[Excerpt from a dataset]
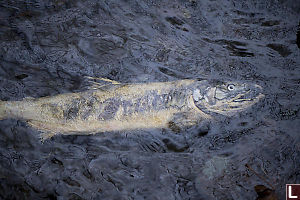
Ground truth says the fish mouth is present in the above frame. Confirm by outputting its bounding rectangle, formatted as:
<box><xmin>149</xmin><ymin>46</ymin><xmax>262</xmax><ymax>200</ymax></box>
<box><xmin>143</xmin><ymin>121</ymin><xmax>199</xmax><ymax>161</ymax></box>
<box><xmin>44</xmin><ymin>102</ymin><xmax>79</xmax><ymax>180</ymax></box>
<box><xmin>231</xmin><ymin>84</ymin><xmax>264</xmax><ymax>103</ymax></box>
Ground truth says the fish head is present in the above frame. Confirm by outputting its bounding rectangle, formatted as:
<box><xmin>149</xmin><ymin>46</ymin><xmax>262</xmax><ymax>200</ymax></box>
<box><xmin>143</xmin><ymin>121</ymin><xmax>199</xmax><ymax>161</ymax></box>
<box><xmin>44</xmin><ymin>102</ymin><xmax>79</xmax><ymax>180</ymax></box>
<box><xmin>192</xmin><ymin>81</ymin><xmax>264</xmax><ymax>116</ymax></box>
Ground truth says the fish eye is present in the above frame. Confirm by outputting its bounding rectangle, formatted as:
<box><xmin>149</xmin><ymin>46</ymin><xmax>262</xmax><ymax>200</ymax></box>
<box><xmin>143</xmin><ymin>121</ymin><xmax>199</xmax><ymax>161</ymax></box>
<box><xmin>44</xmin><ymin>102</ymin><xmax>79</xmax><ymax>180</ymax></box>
<box><xmin>227</xmin><ymin>84</ymin><xmax>235</xmax><ymax>91</ymax></box>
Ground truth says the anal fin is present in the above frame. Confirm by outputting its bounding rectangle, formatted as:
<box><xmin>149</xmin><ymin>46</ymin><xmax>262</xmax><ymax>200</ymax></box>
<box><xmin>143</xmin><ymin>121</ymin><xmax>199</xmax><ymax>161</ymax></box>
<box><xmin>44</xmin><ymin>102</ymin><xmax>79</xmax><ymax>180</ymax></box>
<box><xmin>86</xmin><ymin>76</ymin><xmax>121</xmax><ymax>89</ymax></box>
<box><xmin>27</xmin><ymin>120</ymin><xmax>57</xmax><ymax>143</ymax></box>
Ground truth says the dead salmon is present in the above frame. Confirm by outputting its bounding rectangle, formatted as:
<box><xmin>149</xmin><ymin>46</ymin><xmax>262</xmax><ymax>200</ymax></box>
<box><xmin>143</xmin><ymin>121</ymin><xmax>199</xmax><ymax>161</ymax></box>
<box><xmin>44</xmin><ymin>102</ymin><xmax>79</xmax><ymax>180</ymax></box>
<box><xmin>0</xmin><ymin>78</ymin><xmax>264</xmax><ymax>139</ymax></box>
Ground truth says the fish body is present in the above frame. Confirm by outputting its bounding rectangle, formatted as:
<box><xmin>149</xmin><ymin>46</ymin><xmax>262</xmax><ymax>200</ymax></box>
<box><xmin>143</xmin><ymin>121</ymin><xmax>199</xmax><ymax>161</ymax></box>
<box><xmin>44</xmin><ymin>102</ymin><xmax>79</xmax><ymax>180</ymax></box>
<box><xmin>0</xmin><ymin>80</ymin><xmax>261</xmax><ymax>140</ymax></box>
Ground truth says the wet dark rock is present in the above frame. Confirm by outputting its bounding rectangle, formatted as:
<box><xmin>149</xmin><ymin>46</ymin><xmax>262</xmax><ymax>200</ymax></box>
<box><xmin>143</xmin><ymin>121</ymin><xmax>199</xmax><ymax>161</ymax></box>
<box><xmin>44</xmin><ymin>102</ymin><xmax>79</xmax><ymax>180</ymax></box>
<box><xmin>0</xmin><ymin>0</ymin><xmax>300</xmax><ymax>200</ymax></box>
<box><xmin>267</xmin><ymin>44</ymin><xmax>292</xmax><ymax>57</ymax></box>
<box><xmin>166</xmin><ymin>17</ymin><xmax>184</xmax><ymax>26</ymax></box>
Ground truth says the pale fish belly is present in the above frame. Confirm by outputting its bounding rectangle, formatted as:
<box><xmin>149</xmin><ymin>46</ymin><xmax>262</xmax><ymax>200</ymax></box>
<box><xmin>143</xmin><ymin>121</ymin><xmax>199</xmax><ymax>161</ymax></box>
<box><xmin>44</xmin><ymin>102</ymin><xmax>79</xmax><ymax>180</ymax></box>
<box><xmin>30</xmin><ymin>86</ymin><xmax>190</xmax><ymax>134</ymax></box>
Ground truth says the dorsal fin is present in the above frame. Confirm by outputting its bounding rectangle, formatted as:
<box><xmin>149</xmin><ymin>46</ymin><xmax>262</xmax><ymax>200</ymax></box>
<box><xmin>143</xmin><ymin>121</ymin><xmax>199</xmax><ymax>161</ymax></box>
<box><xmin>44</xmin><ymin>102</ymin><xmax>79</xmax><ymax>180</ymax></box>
<box><xmin>86</xmin><ymin>76</ymin><xmax>121</xmax><ymax>90</ymax></box>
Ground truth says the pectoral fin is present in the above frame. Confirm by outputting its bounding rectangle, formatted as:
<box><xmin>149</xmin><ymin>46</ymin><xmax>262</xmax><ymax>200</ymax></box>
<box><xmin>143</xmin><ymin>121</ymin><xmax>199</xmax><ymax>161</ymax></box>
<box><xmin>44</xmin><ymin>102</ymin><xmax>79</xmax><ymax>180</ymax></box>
<box><xmin>168</xmin><ymin>112</ymin><xmax>199</xmax><ymax>133</ymax></box>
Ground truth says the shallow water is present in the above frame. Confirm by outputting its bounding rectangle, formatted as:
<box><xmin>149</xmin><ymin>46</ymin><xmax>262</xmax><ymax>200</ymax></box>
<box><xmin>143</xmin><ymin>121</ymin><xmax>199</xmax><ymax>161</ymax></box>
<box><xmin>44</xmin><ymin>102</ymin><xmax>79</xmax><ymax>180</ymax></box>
<box><xmin>0</xmin><ymin>0</ymin><xmax>300</xmax><ymax>200</ymax></box>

▸ Task requirements
Return all of the data exactly as written, and drop the pictures.

▸ Task result
Ground truth says the fish mouth is present in the above frame. Confirm by outputting its bounding rectangle, formatted as:
<box><xmin>149</xmin><ymin>46</ymin><xmax>262</xmax><ymax>200</ymax></box>
<box><xmin>143</xmin><ymin>121</ymin><xmax>199</xmax><ymax>161</ymax></box>
<box><xmin>44</xmin><ymin>102</ymin><xmax>79</xmax><ymax>180</ymax></box>
<box><xmin>231</xmin><ymin>84</ymin><xmax>264</xmax><ymax>103</ymax></box>
Ground truth says the fish head is present in the above frame. Confirm by outputting its bounding rectangle, formatted as:
<box><xmin>149</xmin><ymin>46</ymin><xmax>262</xmax><ymax>200</ymax></box>
<box><xmin>143</xmin><ymin>121</ymin><xmax>199</xmax><ymax>161</ymax></box>
<box><xmin>44</xmin><ymin>102</ymin><xmax>79</xmax><ymax>180</ymax></box>
<box><xmin>192</xmin><ymin>81</ymin><xmax>264</xmax><ymax>116</ymax></box>
Ground truth says the fish eye is present in the above frame. Confirm by outputting its bounding rectangle, formatted as:
<box><xmin>149</xmin><ymin>46</ymin><xmax>262</xmax><ymax>200</ymax></box>
<box><xmin>143</xmin><ymin>121</ymin><xmax>199</xmax><ymax>161</ymax></box>
<box><xmin>44</xmin><ymin>102</ymin><xmax>79</xmax><ymax>180</ymax></box>
<box><xmin>227</xmin><ymin>84</ymin><xmax>235</xmax><ymax>91</ymax></box>
Ground truth says the anal fin is present in the above frame. Confirm by outputting its bounding rectangle, formatted as:
<box><xmin>149</xmin><ymin>46</ymin><xmax>262</xmax><ymax>200</ymax></box>
<box><xmin>143</xmin><ymin>121</ymin><xmax>199</xmax><ymax>161</ymax></box>
<box><xmin>44</xmin><ymin>102</ymin><xmax>79</xmax><ymax>180</ymax></box>
<box><xmin>86</xmin><ymin>76</ymin><xmax>121</xmax><ymax>89</ymax></box>
<box><xmin>27</xmin><ymin>120</ymin><xmax>57</xmax><ymax>143</ymax></box>
Ground truth says the dead salmon is present in the above frame. Confirm by outputting its bounding rectangle, formatted as:
<box><xmin>149</xmin><ymin>46</ymin><xmax>262</xmax><ymax>200</ymax></box>
<box><xmin>143</xmin><ymin>121</ymin><xmax>199</xmax><ymax>161</ymax></box>
<box><xmin>44</xmin><ymin>102</ymin><xmax>79</xmax><ymax>180</ymax></box>
<box><xmin>0</xmin><ymin>78</ymin><xmax>264</xmax><ymax>139</ymax></box>
Ground truth says the fish body is present in the above frame. Confirm by outputting its bounding rectangle, formatted as:
<box><xmin>149</xmin><ymin>46</ymin><xmax>262</xmax><ymax>200</ymax></box>
<box><xmin>143</xmin><ymin>121</ymin><xmax>199</xmax><ymax>161</ymax></box>
<box><xmin>44</xmin><ymin>102</ymin><xmax>79</xmax><ymax>180</ymax></box>
<box><xmin>0</xmin><ymin>80</ymin><xmax>261</xmax><ymax>140</ymax></box>
Ground truth says the wet dark rock is present in the above frame. Confirm by outputting its bounding rectangle, formatted as:
<box><xmin>149</xmin><ymin>46</ymin><xmax>262</xmax><ymax>200</ymax></box>
<box><xmin>143</xmin><ymin>121</ymin><xmax>199</xmax><ymax>161</ymax></box>
<box><xmin>44</xmin><ymin>102</ymin><xmax>79</xmax><ymax>180</ymax></box>
<box><xmin>0</xmin><ymin>0</ymin><xmax>300</xmax><ymax>200</ymax></box>
<box><xmin>267</xmin><ymin>44</ymin><xmax>292</xmax><ymax>57</ymax></box>
<box><xmin>166</xmin><ymin>17</ymin><xmax>184</xmax><ymax>26</ymax></box>
Ground truth says the pale fish belly is present in the above frame. Confirm by outputting its bounding rectangle, formatted as:
<box><xmin>149</xmin><ymin>46</ymin><xmax>262</xmax><ymax>200</ymax></box>
<box><xmin>143</xmin><ymin>121</ymin><xmax>199</xmax><ymax>161</ymax></box>
<box><xmin>44</xmin><ymin>102</ymin><xmax>79</xmax><ymax>180</ymax></box>
<box><xmin>30</xmin><ymin>86</ymin><xmax>190</xmax><ymax>134</ymax></box>
Ground truth says the dorsal fin is present in the above frame. Confirm by outputting its bounding rectangle, formatted as:
<box><xmin>149</xmin><ymin>46</ymin><xmax>262</xmax><ymax>200</ymax></box>
<box><xmin>143</xmin><ymin>121</ymin><xmax>199</xmax><ymax>161</ymax></box>
<box><xmin>44</xmin><ymin>102</ymin><xmax>79</xmax><ymax>180</ymax></box>
<box><xmin>86</xmin><ymin>76</ymin><xmax>121</xmax><ymax>90</ymax></box>
Ground truth says the pectoral fin is present in the above frame. Confirm by outputting its bounding rectangle, formatted as:
<box><xmin>149</xmin><ymin>46</ymin><xmax>262</xmax><ymax>200</ymax></box>
<box><xmin>143</xmin><ymin>121</ymin><xmax>199</xmax><ymax>161</ymax></box>
<box><xmin>44</xmin><ymin>102</ymin><xmax>79</xmax><ymax>180</ymax></box>
<box><xmin>168</xmin><ymin>112</ymin><xmax>199</xmax><ymax>133</ymax></box>
Ground truth says the shallow water is present in the above frame. Confirm by outputting its bounding rectangle, formatted as:
<box><xmin>149</xmin><ymin>46</ymin><xmax>262</xmax><ymax>200</ymax></box>
<box><xmin>143</xmin><ymin>121</ymin><xmax>199</xmax><ymax>161</ymax></box>
<box><xmin>44</xmin><ymin>102</ymin><xmax>79</xmax><ymax>180</ymax></box>
<box><xmin>0</xmin><ymin>0</ymin><xmax>300</xmax><ymax>200</ymax></box>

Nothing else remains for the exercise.